Prompt: Reproduce every record below exactly as it appears.

# START OF Data excerpts

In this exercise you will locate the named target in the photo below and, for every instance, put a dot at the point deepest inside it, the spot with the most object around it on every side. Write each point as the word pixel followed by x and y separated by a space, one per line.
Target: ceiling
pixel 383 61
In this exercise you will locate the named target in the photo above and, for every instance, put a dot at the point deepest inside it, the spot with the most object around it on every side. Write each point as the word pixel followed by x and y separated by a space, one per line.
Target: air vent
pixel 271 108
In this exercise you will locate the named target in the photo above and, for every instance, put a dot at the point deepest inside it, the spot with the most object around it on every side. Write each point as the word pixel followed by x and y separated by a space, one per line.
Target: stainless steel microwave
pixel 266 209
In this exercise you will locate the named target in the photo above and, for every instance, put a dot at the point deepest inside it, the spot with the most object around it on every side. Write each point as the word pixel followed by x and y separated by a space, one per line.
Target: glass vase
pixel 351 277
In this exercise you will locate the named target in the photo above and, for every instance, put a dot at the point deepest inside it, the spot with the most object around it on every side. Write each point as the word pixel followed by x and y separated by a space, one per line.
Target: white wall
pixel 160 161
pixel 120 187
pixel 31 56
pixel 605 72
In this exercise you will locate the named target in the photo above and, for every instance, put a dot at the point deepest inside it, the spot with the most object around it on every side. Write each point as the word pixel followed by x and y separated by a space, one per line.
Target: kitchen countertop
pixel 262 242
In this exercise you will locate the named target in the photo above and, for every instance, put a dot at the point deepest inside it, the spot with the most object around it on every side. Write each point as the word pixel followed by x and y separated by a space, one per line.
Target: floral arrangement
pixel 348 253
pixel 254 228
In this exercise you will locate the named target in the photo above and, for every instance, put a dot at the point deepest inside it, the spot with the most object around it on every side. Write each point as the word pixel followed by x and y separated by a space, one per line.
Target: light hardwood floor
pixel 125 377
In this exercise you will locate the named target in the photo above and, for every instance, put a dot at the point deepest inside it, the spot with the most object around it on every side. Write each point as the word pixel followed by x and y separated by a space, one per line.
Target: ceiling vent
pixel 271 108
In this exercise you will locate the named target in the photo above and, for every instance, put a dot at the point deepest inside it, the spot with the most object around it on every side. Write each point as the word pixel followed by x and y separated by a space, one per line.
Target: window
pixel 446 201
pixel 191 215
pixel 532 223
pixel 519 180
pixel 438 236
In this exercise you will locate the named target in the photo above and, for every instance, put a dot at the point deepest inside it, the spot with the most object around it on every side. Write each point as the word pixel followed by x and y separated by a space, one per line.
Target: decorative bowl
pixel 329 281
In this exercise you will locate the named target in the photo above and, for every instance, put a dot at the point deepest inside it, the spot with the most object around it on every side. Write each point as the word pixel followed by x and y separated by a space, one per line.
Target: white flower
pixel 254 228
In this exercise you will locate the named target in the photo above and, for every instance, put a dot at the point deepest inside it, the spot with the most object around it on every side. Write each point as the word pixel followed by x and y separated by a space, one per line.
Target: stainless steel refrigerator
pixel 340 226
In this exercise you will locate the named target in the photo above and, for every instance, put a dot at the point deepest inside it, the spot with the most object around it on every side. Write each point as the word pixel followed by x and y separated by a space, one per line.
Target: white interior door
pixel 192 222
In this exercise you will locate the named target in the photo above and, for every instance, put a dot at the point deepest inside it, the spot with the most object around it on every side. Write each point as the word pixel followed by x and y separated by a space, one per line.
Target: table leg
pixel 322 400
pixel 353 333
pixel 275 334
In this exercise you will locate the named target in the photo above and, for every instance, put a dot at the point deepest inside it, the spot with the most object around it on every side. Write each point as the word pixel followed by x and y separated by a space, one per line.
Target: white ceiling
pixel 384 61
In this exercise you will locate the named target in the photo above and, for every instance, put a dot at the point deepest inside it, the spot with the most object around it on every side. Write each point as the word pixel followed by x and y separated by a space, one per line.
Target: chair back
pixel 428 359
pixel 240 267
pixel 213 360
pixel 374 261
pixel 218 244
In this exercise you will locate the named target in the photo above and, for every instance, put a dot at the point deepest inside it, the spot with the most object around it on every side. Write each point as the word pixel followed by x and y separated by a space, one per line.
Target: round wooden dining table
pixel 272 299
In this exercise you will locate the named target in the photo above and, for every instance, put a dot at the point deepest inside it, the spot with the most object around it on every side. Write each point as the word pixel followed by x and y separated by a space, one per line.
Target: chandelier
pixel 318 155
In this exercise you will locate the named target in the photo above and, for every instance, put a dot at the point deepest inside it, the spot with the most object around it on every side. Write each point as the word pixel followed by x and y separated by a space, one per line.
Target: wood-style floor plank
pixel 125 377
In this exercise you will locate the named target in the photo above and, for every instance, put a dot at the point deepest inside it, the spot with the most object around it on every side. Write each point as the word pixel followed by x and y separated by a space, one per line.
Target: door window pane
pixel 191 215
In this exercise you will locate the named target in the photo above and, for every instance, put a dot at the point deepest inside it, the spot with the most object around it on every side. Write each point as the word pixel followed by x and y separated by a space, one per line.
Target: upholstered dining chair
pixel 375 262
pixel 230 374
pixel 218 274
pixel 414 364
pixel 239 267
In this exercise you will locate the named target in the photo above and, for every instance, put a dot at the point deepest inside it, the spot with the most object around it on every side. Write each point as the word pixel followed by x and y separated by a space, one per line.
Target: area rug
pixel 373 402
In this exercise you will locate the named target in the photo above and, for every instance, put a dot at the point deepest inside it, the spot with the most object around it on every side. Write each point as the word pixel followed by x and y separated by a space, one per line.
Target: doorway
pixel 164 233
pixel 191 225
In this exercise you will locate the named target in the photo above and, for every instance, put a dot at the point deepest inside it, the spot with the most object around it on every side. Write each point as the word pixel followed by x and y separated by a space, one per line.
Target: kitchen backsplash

# END OF Data excerpts

The solution:
In this exercise you will locate the named target in the photo below and, for every instance, put a dot at the point deepest inside it, the spot with the most object around it on every side. Write each point as the word pixel followed by x and y separated by a space, one per line.
Target: ceiling
pixel 383 61
In this exercise you will locate the named target in the photo above and, for every instance, put a dot at the point deepest inside it, the spot with the most object around it on every side. Write each point as the word pixel followed by x and y separated by a space, one per line.
Target: air vent
pixel 271 108
In this exercise you will locate the named target in the photo above and, for every instance, put a dot at the point deepest inside it, the spot with the most object around it on every side. Write each point as the word pixel followed by x and y separated by a space, one per line.
Target: stainless steel microwave
pixel 266 209
In this exercise you will locate the named target in the photo above and, for every instance, put a dot at the point deepest inside it, the spot with the most object around it on every side. Write each point as the word pixel followed by x and y separated by a space, one per line.
Target: glass vase
pixel 351 277
In this exercise you will locate the named target in the photo above and, for every instance, put a dot at the point deepest inside it, the spot with the most object around it on every side. Write each point as the word pixel followed by x and y separated by a space, one per line.
Target: white wall
pixel 160 161
pixel 120 187
pixel 31 56
pixel 605 72
In this exercise you will locate the named target in the photo above and, for every instance, put a dot at the point deepest inside it, the spot with the most object around it on every side. Write each point as the word pixel followed by x and y separated by a space, one per line.
Target: kitchen countertop
pixel 262 242
In this exercise you will locate the named target in the photo above and, for every instance, put a dot at the point deepest inside it, the spot with the most object around it on every side. Write each point as the word pixel followed by x and y separated by a space, one per line.
Target: floral arrangement
pixel 348 253
pixel 254 228
In this exercise you will locate the named target in the photo above and, for every instance, put a dot at the point deepest inside it, the spot with the most object around it on every side. Write each point as the word pixel followed by x and y separated by a space, one per line.
Target: light hardwood floor
pixel 125 377
In this exercise you will locate the named target in the photo above and, for every instance, put a dot at the point deepest inside it, the spot with the most object around it on every side. Write each point as the word pixel followed by x and y separated by a space, one per line.
Target: ceiling vent
pixel 271 108
In this exercise you will locate the named target in the photo above and, for every instance, put a dot at the point deepest inside it, the spot with the most object around it on every side. Write each point as the word pixel followed by x and y separated by a space, one per line.
Target: window
pixel 446 201
pixel 191 215
pixel 532 223
pixel 519 180
pixel 438 236
In this exercise you will locate the named target in the photo above and, for every instance, put a dot at the point deepest inside it, the spot with the most object around it on every side. Write each point as the word pixel followed by x and y separated by a space, one per line.
Target: decorative bowl
pixel 329 281
In this exercise you will locate the named target in the photo above and, for every instance, put a dot at the point deepest inside it, the spot with the most object around it on every side. Write each point as the word pixel followed by x and y separated by a space, one per line.
Target: white flower
pixel 254 228
In this exercise you will locate the named target in the photo above and, for every instance, put a dot at the point deepest inside it, the spot with the most object around it on every side. Write each point as the word pixel followed by x and y separated by a space, one per line.
Target: stainless steel refrigerator
pixel 340 226
In this exercise you will locate the named target in the photo above and, for every instance, put a dot at the point deepest inside it, the spot with the most object around it on every side. Write each point as the word pixel followed by x and y separated by a space, one per line.
Target: white interior door
pixel 192 222
In this exercise you will locate the named target in the photo above and, for every instance, put a dot at the point deepest inside it, the spot with the most object around it on every side. Write each point as the word pixel followed by x and y separated by a space, one per line.
Target: table leg
pixel 322 400
pixel 353 333
pixel 275 334
In this exercise you will locate the named target in the photo above and, for every instance, put a dot at the point deepest inside it, the spot with the most object around it on every side. Write each point as the word pixel followed by x and y separated by a space, one per line.
Target: white ceiling
pixel 384 61
In this exercise you will locate the named target in the photo above and, for every instance, put a dot at the point deepest inside it, the spot with the most object around it on every side. Write each point as the word pixel followed by x and y separated by a space, one per line.
Target: chair back
pixel 428 359
pixel 240 267
pixel 213 360
pixel 374 261
pixel 218 244
In this exercise you will locate the named target in the photo above and, for every instance, put a dot at the point deepest inside it, the spot with the most object around it on every side. Write each point as the word pixel followed by x and y separated by a space, one per line.
Target: round wooden dining table
pixel 272 299
In this exercise you will locate the named target in the photo above and, for every instance, put a dot at the point deepest inside it, the spot with the most object around it on every side. Write each point as the word pixel followed by x and y separated by a space, one per line.
Target: chandelier
pixel 318 155
In this exercise you will locate the named target in the photo above and, for every instance, put a dot at the point deepest inside it, the spot with the most object around it on every side. Write each point as the word pixel followed by x and y separated by a space, one per line.
Target: wood-style floor plank
pixel 125 377
In this exercise you will locate the named target in the photo above and, for every instance, put a dot at the point deepest inside it, the spot with the most object around it on every side. Write each point as the word pixel followed by x and y separated by a space, one per line.
Target: door window pane
pixel 191 215
In this exercise you will locate the named target in the photo above and, for every instance, put a dot at the point deepest inside it, the spot with the most object around it on every side. Write each point as the word pixel followed by x and y separated by a space, one per line.
Target: upholstered dining chair
pixel 375 262
pixel 230 374
pixel 218 274
pixel 414 364
pixel 239 267
In this exercise you will locate the named target in the photo above and, for every instance, put a dot at the point deepest inside it, the spot with the most object around it on every side. Write each point as the word pixel followed by x and y separated by a space, one per line.
Target: area rug
pixel 373 402
In this exercise you will locate the named target in the photo above and, for every instance, put a dot at the point deepest inside it, the spot with the most object around it on every side. Write each point as the word pixel followed by x and y separated by a space, one per line.
Target: doorway
pixel 164 233
pixel 191 225
In this exercise you will locate the named target in the photo above and, for every instance, put a dot at the point deepest inside it, the spot with the most object around it on every side. Write each point as the word pixel followed by x and y separated by a space, one per line.
Target: kitchen backsplash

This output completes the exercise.